— start DATASET RECORDS —

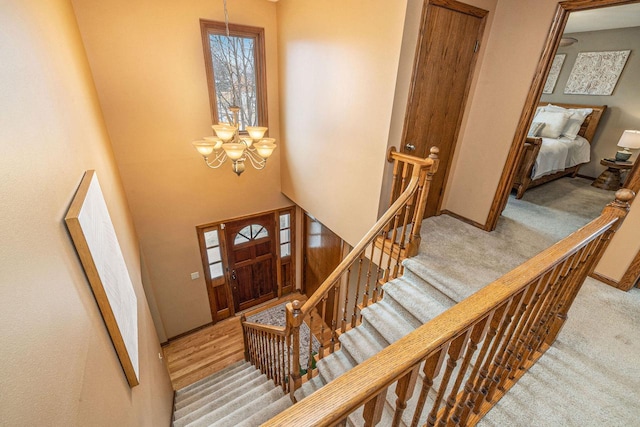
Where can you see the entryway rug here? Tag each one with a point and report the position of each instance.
(276, 316)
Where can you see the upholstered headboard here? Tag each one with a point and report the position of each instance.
(590, 124)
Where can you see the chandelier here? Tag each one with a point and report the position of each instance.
(230, 144)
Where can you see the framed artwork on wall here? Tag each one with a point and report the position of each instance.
(97, 245)
(596, 73)
(554, 73)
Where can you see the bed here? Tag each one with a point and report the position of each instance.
(556, 147)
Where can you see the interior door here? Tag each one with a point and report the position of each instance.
(322, 254)
(252, 261)
(450, 34)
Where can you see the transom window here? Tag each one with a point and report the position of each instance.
(249, 233)
(235, 67)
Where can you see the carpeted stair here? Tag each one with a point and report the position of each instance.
(239, 395)
(409, 301)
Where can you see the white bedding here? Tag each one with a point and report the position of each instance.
(561, 153)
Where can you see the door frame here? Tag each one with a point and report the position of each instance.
(461, 8)
(535, 92)
(220, 226)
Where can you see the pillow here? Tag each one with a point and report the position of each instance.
(577, 116)
(535, 129)
(554, 123)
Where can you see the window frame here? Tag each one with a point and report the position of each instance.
(236, 30)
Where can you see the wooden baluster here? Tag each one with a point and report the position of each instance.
(345, 307)
(373, 409)
(323, 314)
(471, 388)
(404, 391)
(455, 353)
(334, 318)
(379, 277)
(394, 183)
(244, 338)
(365, 297)
(293, 321)
(499, 364)
(354, 316)
(310, 350)
(477, 334)
(431, 370)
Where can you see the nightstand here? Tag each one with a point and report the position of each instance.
(611, 179)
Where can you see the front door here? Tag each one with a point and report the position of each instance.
(252, 261)
(450, 34)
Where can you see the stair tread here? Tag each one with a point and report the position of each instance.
(361, 344)
(309, 387)
(412, 299)
(213, 377)
(241, 409)
(213, 390)
(267, 413)
(387, 322)
(220, 398)
(334, 365)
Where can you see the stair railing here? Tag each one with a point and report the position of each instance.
(356, 283)
(276, 351)
(464, 360)
(267, 347)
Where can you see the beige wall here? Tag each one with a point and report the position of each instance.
(338, 68)
(149, 70)
(623, 104)
(58, 365)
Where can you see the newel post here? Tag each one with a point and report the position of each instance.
(426, 176)
(618, 208)
(294, 320)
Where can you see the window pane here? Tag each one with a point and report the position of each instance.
(214, 254)
(215, 270)
(211, 238)
(285, 220)
(235, 77)
(285, 250)
(260, 232)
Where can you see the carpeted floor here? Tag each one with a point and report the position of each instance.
(591, 376)
(277, 316)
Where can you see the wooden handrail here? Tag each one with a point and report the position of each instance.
(536, 296)
(353, 255)
(275, 330)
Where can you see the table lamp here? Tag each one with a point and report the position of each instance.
(630, 139)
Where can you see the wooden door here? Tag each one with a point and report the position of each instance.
(252, 261)
(322, 254)
(450, 34)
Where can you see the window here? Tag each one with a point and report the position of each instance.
(250, 232)
(214, 256)
(285, 234)
(236, 76)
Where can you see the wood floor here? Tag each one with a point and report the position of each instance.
(210, 349)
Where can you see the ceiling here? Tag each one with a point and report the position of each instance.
(604, 19)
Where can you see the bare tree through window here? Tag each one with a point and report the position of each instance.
(235, 68)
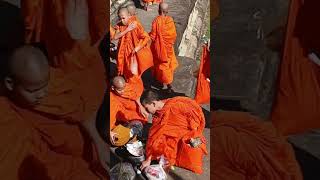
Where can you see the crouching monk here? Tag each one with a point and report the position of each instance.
(245, 147)
(176, 122)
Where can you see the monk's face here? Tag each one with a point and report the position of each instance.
(151, 108)
(30, 92)
(124, 17)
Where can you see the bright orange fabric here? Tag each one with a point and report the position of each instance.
(163, 35)
(181, 118)
(203, 86)
(43, 145)
(297, 103)
(245, 147)
(79, 61)
(127, 43)
(130, 108)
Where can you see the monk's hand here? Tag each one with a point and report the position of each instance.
(113, 137)
(132, 26)
(77, 19)
(135, 50)
(145, 163)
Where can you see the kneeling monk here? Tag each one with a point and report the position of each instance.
(176, 122)
(245, 147)
(133, 43)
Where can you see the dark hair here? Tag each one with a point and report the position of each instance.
(148, 96)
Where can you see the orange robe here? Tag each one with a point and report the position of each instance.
(112, 32)
(45, 142)
(163, 35)
(245, 147)
(77, 60)
(297, 103)
(129, 109)
(127, 43)
(180, 119)
(203, 86)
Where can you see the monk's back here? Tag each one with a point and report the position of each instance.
(16, 140)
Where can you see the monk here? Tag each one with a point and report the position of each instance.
(163, 35)
(128, 94)
(30, 151)
(132, 44)
(246, 147)
(203, 81)
(297, 103)
(176, 121)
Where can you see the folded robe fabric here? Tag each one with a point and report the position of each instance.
(180, 118)
(163, 35)
(297, 103)
(127, 43)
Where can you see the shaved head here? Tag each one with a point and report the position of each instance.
(131, 9)
(163, 8)
(28, 63)
(123, 11)
(28, 76)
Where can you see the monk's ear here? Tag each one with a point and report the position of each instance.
(8, 82)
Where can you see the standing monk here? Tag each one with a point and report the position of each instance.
(71, 32)
(297, 103)
(163, 35)
(176, 122)
(33, 152)
(203, 82)
(246, 147)
(132, 44)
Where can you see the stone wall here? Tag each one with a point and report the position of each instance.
(196, 28)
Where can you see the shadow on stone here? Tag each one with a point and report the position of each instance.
(309, 164)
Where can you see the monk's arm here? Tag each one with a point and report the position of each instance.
(101, 147)
(119, 34)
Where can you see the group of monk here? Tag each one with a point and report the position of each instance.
(175, 121)
(52, 85)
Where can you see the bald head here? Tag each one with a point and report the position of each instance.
(131, 9)
(28, 64)
(123, 11)
(163, 8)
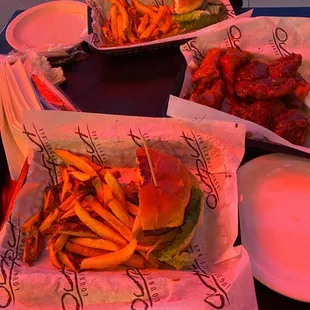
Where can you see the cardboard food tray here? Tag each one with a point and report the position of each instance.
(94, 38)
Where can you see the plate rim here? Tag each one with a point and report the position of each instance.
(12, 25)
(257, 269)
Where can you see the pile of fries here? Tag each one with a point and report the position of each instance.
(135, 23)
(90, 219)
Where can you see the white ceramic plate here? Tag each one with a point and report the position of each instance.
(52, 24)
(274, 203)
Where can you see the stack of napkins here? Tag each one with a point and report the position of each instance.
(26, 85)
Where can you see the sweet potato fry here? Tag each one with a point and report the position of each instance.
(60, 242)
(109, 217)
(115, 187)
(53, 255)
(113, 16)
(68, 260)
(81, 176)
(65, 179)
(47, 223)
(132, 208)
(110, 260)
(119, 211)
(136, 261)
(98, 227)
(97, 243)
(76, 161)
(95, 166)
(168, 20)
(98, 185)
(83, 250)
(149, 30)
(143, 24)
(143, 9)
(34, 244)
(75, 229)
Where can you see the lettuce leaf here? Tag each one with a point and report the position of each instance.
(200, 18)
(174, 254)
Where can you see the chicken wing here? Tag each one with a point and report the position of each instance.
(211, 97)
(291, 125)
(209, 68)
(265, 88)
(230, 63)
(285, 67)
(254, 70)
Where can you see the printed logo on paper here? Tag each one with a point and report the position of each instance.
(233, 38)
(145, 294)
(200, 153)
(74, 290)
(48, 158)
(215, 284)
(92, 146)
(278, 42)
(10, 265)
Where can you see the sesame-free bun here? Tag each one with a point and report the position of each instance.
(162, 206)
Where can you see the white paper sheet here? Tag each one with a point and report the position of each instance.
(267, 38)
(100, 9)
(112, 140)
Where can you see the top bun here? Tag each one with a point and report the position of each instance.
(186, 6)
(162, 206)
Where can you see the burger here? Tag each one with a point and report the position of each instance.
(170, 209)
(191, 15)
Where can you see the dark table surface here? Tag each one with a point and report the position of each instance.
(140, 84)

— end DATASET RECORDS —

WHAT TO DO: Without including any pictures, print all of the material exactly as given.

ANSWER TO THIS EXERCISE:
Where can you see the entryway rug here? Tag each one with a point and report the position of each instance.
(276, 316)
Where can you see the upholstered headboard here? Tag each one with a point and report the position of each instance.
(590, 124)
Where can you see the chandelier here? Tag each one with a point and report the position of each instance.
(230, 144)
Where can you see the framed artwork on wall here? Tag each one with a point and report the position of each instance.
(97, 245)
(596, 73)
(554, 73)
Where can you see the bed here? Tag each one with a point and report the position of each instance.
(556, 147)
Where can you see the interior door here? Tag each one with a point and report the position of each instance.
(322, 254)
(252, 261)
(450, 34)
Where can you see the transom window here? Tag each one with a point and report the position of each instance.
(249, 233)
(235, 67)
Where can you see the carpeted stair here? Tag each one with a point and report the position of each instance.
(239, 395)
(409, 301)
Where can you see the white bedding here? Tag each one with a point and report the position of each instance.
(561, 153)
Where can you see the door frame here? Tag each one with a point and report the position of each instance.
(461, 8)
(535, 92)
(220, 226)
Where can you see the pillow here? Tag each one with a point and report the position of each instance.
(577, 116)
(535, 129)
(554, 123)
Where can you see the window frame here? Tag each one with a point and report the position of each instance.
(236, 30)
Where can you see the wooden baluster here? Tag each one with a point and report the position of each instance.
(345, 307)
(373, 409)
(323, 314)
(471, 388)
(404, 391)
(455, 353)
(334, 318)
(379, 277)
(394, 183)
(244, 338)
(365, 297)
(293, 321)
(499, 364)
(354, 316)
(310, 350)
(477, 334)
(431, 370)
Where can you see the nightstand here? Tag each one with a point and report the position of each instance.
(611, 179)
Where can you see the front door here? Tag each one with a point and report the position of each instance.
(252, 261)
(450, 34)
Where can you see the stair tread here? Tag each one with a point and report the position of each instance.
(361, 344)
(309, 387)
(412, 299)
(213, 377)
(241, 409)
(213, 390)
(267, 413)
(387, 322)
(220, 398)
(334, 365)
Where can you see the stair railing here? Tag each one with a point and report the position of each instance.
(356, 283)
(276, 351)
(464, 360)
(267, 347)
Where can you see the beige wall here? Tag each one with a point and report the position of each instance.
(338, 68)
(149, 70)
(623, 104)
(58, 365)
Where can you see the newel post here? Tag each one with a point and report the position of each instance.
(426, 176)
(618, 208)
(294, 320)
Where can you see the window pane here? Tag each one with a point and report the position of each instance.
(214, 254)
(215, 270)
(211, 238)
(285, 220)
(235, 77)
(285, 250)
(260, 232)
Where can you see the carpeted floor here? Tag each one with a point and report the position of each instance.
(591, 376)
(277, 316)
Where can you see the wooden handrail here? Tag each one with a point and report the position of each instance.
(536, 296)
(353, 255)
(275, 330)
Where can you see the table lamp here? Tag each one with a point and report the position of each instance.
(630, 139)
Where can you see the wooden door here? Tag each one with a point and report the position of each instance.
(252, 261)
(322, 254)
(450, 34)
Where can you see the window here? Tag each one with a point and report the position of each instance.
(250, 232)
(214, 256)
(285, 234)
(236, 76)
Where can you see the wood floor here? Tag each one with a point and report the position of each instance.
(210, 349)
Where can you see the ceiling here? Tag each one with a point and report the position of each instance.
(604, 19)
Where can you see the bare tree through window here? Tag each one with a point and report the position of each instance.
(235, 68)
Where can you see the crouching monk here? Tag each one with a point and report the position of each instance.
(245, 147)
(176, 122)
Where can you see the monk's face here? Tag each one with a point and report the position of each instance.
(151, 108)
(30, 92)
(124, 17)
Where can you see the bright orange fabric here? Tag each one with a point and report the position of each instance.
(163, 35)
(181, 118)
(203, 86)
(43, 145)
(297, 103)
(245, 147)
(79, 61)
(127, 43)
(130, 108)
Where can you see the monk's hand here? Tag each one with a point and report the position of each instance.
(113, 137)
(132, 26)
(77, 19)
(135, 50)
(145, 163)
Where can you see the kneeling monk here? Tag each one with a point and report the position of each instance.
(176, 122)
(245, 147)
(133, 43)
Where can you see the dark hair here? Tag each one with a point and report the position of each instance.
(148, 96)
Where can you see the orange robe here? Tag each one with a point and report the position of each instance.
(112, 32)
(45, 142)
(163, 35)
(245, 147)
(77, 60)
(297, 103)
(129, 109)
(127, 43)
(180, 119)
(203, 86)
Where can you see the monk's back here? Tag each one with a point and report the position of each instance.
(16, 140)
Where can you see the monk here? Tag each one with a point and report the position of each instance.
(163, 35)
(128, 94)
(30, 151)
(132, 44)
(246, 147)
(203, 81)
(297, 103)
(176, 121)
Where can you see the folded robe fabric here? Tag each one with a point and report the position of each instance.
(180, 118)
(163, 35)
(297, 103)
(127, 43)
Where can you see the shaved head here? Tag each one with a point and report the position of each instance.
(131, 9)
(163, 8)
(28, 63)
(123, 11)
(28, 76)
Where can you see the monk's ear here? Tag each one with a point and report the position of each instance.
(8, 82)
Where can you see the standing monk here? Tag each one with a point and report the position of each instance.
(71, 32)
(297, 103)
(163, 35)
(176, 122)
(33, 152)
(203, 82)
(246, 147)
(132, 44)
Where can you see the stone wall here? Tag each one with a point and report the position of each instance.
(196, 28)
Where can you see the shadow on stone here? Tag each one with a point and report the position of each instance.
(309, 164)
Where can you see the monk's arm here? Tag each one with a point and report the position of each instance.
(101, 147)
(119, 34)
Where can you see the group of monk here? Tag each one with a point and report the position of each instance.
(175, 121)
(52, 85)
Where can you see the bald head here? Tag each one with a point and report the position of each instance.
(131, 9)
(28, 64)
(123, 11)
(163, 8)
Where can you see the cardboard food tray here? Tag each one with a point and report the position of each instance.
(94, 38)
Where can you see the plate rim here? Tag each one with a point and report the position of each instance.
(12, 25)
(257, 269)
Where can you see the pile of fries here? Tag each one with a point and report the position of each instance.
(135, 23)
(90, 219)
Where can you see the white ceramic plate here? Tag each one with a point and report the position of each instance.
(52, 24)
(274, 203)
Where can you see the stack of napkins here? Tag each one with a point and report the position of each instance.
(26, 85)
Where can you see the sweet potato fry here? Tag each one with a point and report the position of each instance.
(60, 242)
(109, 217)
(115, 187)
(53, 255)
(113, 16)
(68, 260)
(81, 176)
(65, 179)
(47, 223)
(132, 208)
(110, 260)
(119, 211)
(136, 261)
(98, 227)
(97, 243)
(76, 161)
(95, 166)
(168, 20)
(98, 185)
(83, 250)
(149, 30)
(143, 24)
(143, 9)
(34, 244)
(75, 229)
Where can you see the lettuce leaf here? Tag each one with a point and report the position of each instance.
(200, 18)
(174, 254)
Where can you see the chicken wing here? Tag each one with a point and report the position of each instance.
(211, 97)
(291, 125)
(209, 68)
(265, 88)
(230, 63)
(285, 67)
(254, 70)
Where can you see the printed logo on paper here? Tag each one with a point and report the position of each instance.
(233, 38)
(145, 294)
(200, 153)
(74, 290)
(48, 158)
(215, 284)
(92, 146)
(278, 42)
(10, 265)
Where can you see the sesame-free bun here? Tag each one with a point and report the position of each instance.
(162, 206)
Where can you see the white paper sheet here? Tag each one with a point and report the position of each instance.
(267, 38)
(100, 9)
(112, 140)
Where can you see the top bun here? Tag each one with a point and report the position of each instance.
(186, 6)
(162, 206)
Where can you see the burger here? Tag each one with a point and report the position of each instance.
(170, 209)
(191, 15)
Where can you see the dark table surface here? Tag each one with a point and report the position of each instance.
(140, 84)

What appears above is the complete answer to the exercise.